::: Texte fourni :::
Dans notre opinion préliminaire, les revendications 1 à 17 au dossier visent un objet brevetable qui satisfait à « l’exigence du caractère matériel » qui est implicite à la définition « d’invention » (Amazon, aux par. 65 et 66) et est donc conforme à l’article 2 et au paragraphe 27(8) de la Loi sur les brevets.

Chacune des revendications indépendantes 1, 6, 9, 11 et 15 comprend, dans le cadre du procédé ou du système revendiqué, l’utilisation d’un coffre-fort dans l’établissement d’un détaillant, un coffre-fort qui comprend un lecteur de billets pour l’acceptation d’argent liquide physique, le lecteur de billets déterminant également la dénomination de l’argent liquide déposé. Même si le coffre-fort comprend un processeur qui effectue des calculs abstraits, comme le montant total de l’argent liquide déposé sur une période donnée, et qui exécute d’autres fonctions d’un ordinateur générique, comme la transmission des renseignements sur un réseau, notre opinion préliminaire est qu’un tel dispositif ne peut être qualifié d’ordinateur générique qui traite un algorithme d’une manière bien connue. Le coffre-fort est un dispositif spécialisé dont les composantes ne font pas partie d’un système informatique générique, notamment un lecteur de billets doté de la fonctionnalité susmentionnée.

Le lecteur de billets et sa fonctionnalité connexe fonctionnent en collaboration avec les autres fonctions du coffre-fort, comme le calcul du montant total de l’argent liquide déposé sur une période donnée et la transmission des renseignements sur le dépôt au moyen d’un réseau, et font partie de l’invention réelle des revendications indépendantes.

Par conséquent, l’utilisation du coffrefort visé par les revendications, à notre avis, n’est pas semblable à l’utilisation d’un ordinateur générique pour effectuer les calculs d’une manière prévue, comme c’était le cas dans Schlumberger. Il s’agit de plus qu’un instrument bien connu, comme un ordinateur, qui est utilisé pour mettre en œuvre un procédé abstrait (Benjamin Moore, au par. 94, exprimé de façon semblable dans Amazon, au par. 61). Les revendications au dossier définissent donc une invention réelle qui est dotée d’une existence physique ou est une manifestation d’un effet ou changement physique discernable (Amazon, aux par. 66 et 69).
::: Lignes de données :::
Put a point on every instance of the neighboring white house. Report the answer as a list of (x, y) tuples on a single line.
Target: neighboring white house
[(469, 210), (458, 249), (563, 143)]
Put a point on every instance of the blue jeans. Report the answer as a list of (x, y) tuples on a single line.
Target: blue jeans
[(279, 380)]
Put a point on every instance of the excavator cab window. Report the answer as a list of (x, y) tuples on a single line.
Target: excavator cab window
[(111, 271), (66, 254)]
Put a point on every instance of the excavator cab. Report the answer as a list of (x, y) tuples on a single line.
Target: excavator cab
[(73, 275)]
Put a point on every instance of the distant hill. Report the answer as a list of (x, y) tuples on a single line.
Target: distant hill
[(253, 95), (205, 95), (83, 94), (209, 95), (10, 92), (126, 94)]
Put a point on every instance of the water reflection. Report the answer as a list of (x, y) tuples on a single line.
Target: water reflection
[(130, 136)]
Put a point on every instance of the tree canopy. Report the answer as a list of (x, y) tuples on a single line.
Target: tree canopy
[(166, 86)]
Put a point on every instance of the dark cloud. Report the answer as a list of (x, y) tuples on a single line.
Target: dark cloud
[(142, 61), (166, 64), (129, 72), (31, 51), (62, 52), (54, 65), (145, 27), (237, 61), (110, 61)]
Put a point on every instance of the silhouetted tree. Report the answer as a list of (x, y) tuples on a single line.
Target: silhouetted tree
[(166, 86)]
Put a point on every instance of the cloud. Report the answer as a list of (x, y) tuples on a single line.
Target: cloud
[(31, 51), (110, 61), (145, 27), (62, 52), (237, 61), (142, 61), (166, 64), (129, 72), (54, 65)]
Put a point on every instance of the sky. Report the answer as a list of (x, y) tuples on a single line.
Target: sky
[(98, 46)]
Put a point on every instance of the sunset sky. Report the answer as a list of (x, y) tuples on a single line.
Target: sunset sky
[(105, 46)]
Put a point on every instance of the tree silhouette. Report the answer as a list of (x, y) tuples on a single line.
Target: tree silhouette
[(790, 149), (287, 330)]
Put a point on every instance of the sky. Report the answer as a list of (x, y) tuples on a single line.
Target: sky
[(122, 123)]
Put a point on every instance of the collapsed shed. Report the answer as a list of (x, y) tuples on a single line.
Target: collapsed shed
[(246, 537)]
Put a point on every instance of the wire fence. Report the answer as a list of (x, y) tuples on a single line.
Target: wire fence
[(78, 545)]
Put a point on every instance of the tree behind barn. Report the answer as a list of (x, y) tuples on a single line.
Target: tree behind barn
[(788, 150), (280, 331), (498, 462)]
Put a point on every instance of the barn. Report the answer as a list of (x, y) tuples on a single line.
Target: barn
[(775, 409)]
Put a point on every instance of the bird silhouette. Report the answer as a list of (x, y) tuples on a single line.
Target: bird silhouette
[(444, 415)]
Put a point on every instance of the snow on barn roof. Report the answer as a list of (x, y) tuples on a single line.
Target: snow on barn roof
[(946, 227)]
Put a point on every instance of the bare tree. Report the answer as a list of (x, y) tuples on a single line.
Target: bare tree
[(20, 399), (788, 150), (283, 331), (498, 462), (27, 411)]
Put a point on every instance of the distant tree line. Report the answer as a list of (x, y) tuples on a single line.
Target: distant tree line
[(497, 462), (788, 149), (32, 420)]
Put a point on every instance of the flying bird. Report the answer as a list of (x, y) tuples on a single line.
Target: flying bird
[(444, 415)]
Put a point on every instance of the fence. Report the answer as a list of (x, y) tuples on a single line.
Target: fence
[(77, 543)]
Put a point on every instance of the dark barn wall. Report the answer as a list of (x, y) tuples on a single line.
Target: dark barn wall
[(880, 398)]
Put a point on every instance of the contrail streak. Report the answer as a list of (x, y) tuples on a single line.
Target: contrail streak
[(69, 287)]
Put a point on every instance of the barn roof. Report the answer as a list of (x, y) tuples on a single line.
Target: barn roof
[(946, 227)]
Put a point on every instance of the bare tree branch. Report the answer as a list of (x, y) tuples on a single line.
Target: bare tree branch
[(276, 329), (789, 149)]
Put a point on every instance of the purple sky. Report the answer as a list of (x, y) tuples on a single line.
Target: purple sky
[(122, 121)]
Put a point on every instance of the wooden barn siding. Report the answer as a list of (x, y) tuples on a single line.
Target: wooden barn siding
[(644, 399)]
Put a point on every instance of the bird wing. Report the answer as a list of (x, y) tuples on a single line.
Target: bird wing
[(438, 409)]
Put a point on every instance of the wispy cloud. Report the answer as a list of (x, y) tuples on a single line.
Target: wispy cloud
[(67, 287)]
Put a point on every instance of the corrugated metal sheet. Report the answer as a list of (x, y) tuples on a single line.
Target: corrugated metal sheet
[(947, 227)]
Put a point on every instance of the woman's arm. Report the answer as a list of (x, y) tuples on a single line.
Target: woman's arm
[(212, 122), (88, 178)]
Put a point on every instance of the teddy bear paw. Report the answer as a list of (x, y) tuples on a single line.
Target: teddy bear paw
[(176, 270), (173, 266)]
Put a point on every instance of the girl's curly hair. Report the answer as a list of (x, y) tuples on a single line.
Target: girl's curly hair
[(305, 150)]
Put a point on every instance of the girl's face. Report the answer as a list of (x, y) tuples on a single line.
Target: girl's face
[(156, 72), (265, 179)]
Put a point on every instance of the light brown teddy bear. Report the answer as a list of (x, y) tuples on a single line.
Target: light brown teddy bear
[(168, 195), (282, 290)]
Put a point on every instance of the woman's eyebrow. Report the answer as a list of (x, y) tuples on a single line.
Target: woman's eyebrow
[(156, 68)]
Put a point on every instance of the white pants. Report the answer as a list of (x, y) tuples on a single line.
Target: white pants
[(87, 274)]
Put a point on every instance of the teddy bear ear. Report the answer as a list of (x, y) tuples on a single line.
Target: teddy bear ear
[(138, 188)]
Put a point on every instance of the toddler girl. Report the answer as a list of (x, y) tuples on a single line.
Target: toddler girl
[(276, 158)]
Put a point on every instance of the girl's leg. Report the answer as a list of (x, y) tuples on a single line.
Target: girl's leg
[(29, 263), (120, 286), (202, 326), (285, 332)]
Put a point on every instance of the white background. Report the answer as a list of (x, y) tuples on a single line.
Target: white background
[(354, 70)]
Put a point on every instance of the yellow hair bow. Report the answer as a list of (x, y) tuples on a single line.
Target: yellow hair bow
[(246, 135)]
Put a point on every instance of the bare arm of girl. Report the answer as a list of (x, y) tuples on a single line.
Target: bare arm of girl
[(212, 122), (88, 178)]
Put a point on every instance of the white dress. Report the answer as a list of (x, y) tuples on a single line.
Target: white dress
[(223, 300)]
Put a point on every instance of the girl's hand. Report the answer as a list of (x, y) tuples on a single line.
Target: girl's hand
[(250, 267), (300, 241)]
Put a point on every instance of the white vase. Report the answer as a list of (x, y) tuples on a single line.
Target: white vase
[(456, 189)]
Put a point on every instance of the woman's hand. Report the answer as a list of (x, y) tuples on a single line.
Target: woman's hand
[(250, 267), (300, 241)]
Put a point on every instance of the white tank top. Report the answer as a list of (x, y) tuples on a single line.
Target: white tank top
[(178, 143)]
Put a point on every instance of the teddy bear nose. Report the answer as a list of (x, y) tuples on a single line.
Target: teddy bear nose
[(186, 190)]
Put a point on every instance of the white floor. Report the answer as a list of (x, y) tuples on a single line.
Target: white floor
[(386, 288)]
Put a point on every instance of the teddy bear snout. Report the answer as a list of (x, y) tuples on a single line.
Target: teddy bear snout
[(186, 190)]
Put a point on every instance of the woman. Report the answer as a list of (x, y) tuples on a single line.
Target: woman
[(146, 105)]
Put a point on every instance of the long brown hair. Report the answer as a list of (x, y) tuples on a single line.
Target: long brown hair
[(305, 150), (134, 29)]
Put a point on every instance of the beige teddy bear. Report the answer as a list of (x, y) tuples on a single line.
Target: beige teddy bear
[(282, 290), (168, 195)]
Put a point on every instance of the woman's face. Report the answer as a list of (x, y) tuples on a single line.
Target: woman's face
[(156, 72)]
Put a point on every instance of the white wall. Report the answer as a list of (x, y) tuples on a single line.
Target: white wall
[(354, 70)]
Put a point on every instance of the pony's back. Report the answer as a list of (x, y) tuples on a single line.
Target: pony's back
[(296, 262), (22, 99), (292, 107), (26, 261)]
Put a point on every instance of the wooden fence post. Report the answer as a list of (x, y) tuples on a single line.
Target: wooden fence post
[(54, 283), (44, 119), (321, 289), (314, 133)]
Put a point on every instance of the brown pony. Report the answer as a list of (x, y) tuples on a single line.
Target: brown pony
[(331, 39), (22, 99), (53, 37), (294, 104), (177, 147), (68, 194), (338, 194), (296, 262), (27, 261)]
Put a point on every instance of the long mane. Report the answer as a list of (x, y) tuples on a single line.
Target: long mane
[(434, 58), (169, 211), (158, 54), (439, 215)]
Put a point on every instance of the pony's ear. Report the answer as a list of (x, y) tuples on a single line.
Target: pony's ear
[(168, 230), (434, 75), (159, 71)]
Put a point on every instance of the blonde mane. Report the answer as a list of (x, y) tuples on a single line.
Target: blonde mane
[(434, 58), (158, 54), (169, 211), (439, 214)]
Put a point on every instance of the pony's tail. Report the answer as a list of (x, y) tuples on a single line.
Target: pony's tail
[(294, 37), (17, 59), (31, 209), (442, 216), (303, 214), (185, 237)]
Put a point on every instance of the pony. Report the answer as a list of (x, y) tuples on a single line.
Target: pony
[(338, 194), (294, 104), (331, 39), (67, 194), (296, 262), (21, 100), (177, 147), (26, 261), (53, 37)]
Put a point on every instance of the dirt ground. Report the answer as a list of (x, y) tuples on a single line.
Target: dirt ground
:::
* **Objectifs**
1) D'après l'avis sur la brevetabilité du coffre-fort, que détermine le lecteur de billets en plus d'accepter l'argent liquide physique ?
2) Prolongez l'avis sur la brevetabilité du coffre-fort à partir de sa dernière phrase.
Les enregistrements n'ont aucun lien avec l'avis sur la brevetabilité du coffre-fort.

* **Résultats**
1) La dénomination de l'argent liquide déposé.

2)
[42] Le Demandeur a reconnu, sans toutefois fournir de commentaires, l’opinion préliminaire ci-dessus concernant les revendications au dossier dans le RRP.

[43] Pour les motifs énoncés dans la lettre de RP, précités, nous concluons que les revendications 1 à 17 au dossier visent un objet qui satisfait à « l’exigence du caractère matériel » qui est implicite à la définition « d’invention » (Amazon, aux par. 65 et 66) et est donc conforme à l’article 2 et au paragraphe 27(8) de la Loi sur les brevets.

Évidence

Principes juridiques

[44] L’article 28.3 de la Loi sur les brevets énonce l’exigence législative selon laquelle l’objet revendiqué ne doit pas être évident :

L’objet que définit la revendication d’une demande de brevet ne doit pas, à la date de la revendication, être évident pour une personne versée dans l’art ou la science dont relève l’objet, eu égard à toute communication :

a)

qui a été faite, soit plus d’un an avant la date de dépôt de la demande, soit, si la date de la revendication est antérieure au début de cet an, avant la date de la revendication, par le Demandeur ou un tiers ayant obtenu de lui l’information à cet égard de façon directe ou autrement, de manière telle qu’elle est devenue accessible au public au Canada ou ailleurs;

b)

qui a été faite par toute autre personne avant la date de la revendication de manière telle qu’elle est devenue accessible au public au Canada ou ailleurs.

[45] Dans Apotex Inc c. Sanofi–Synthelabo Canada Inc, 2008 CSC 61 [Sanofi], la Cour suprême du Canada a indiqué qu’il est utile, lorsqu’il s’agit d’évaluer l’évidence, de suivre la démarche en quatre étapes reproduite ci-dessous, que nous utilisons ci-dessous dans notre analyse :

(1)(a)

Identifier la « personne versée dans l’art »,

(b)

Déterminer les connaissances générales courantes pertinentes de cette personne;

(2)

Définir l’idée originale de la revendication en cause, au besoin par voie d’interprétation;

(3)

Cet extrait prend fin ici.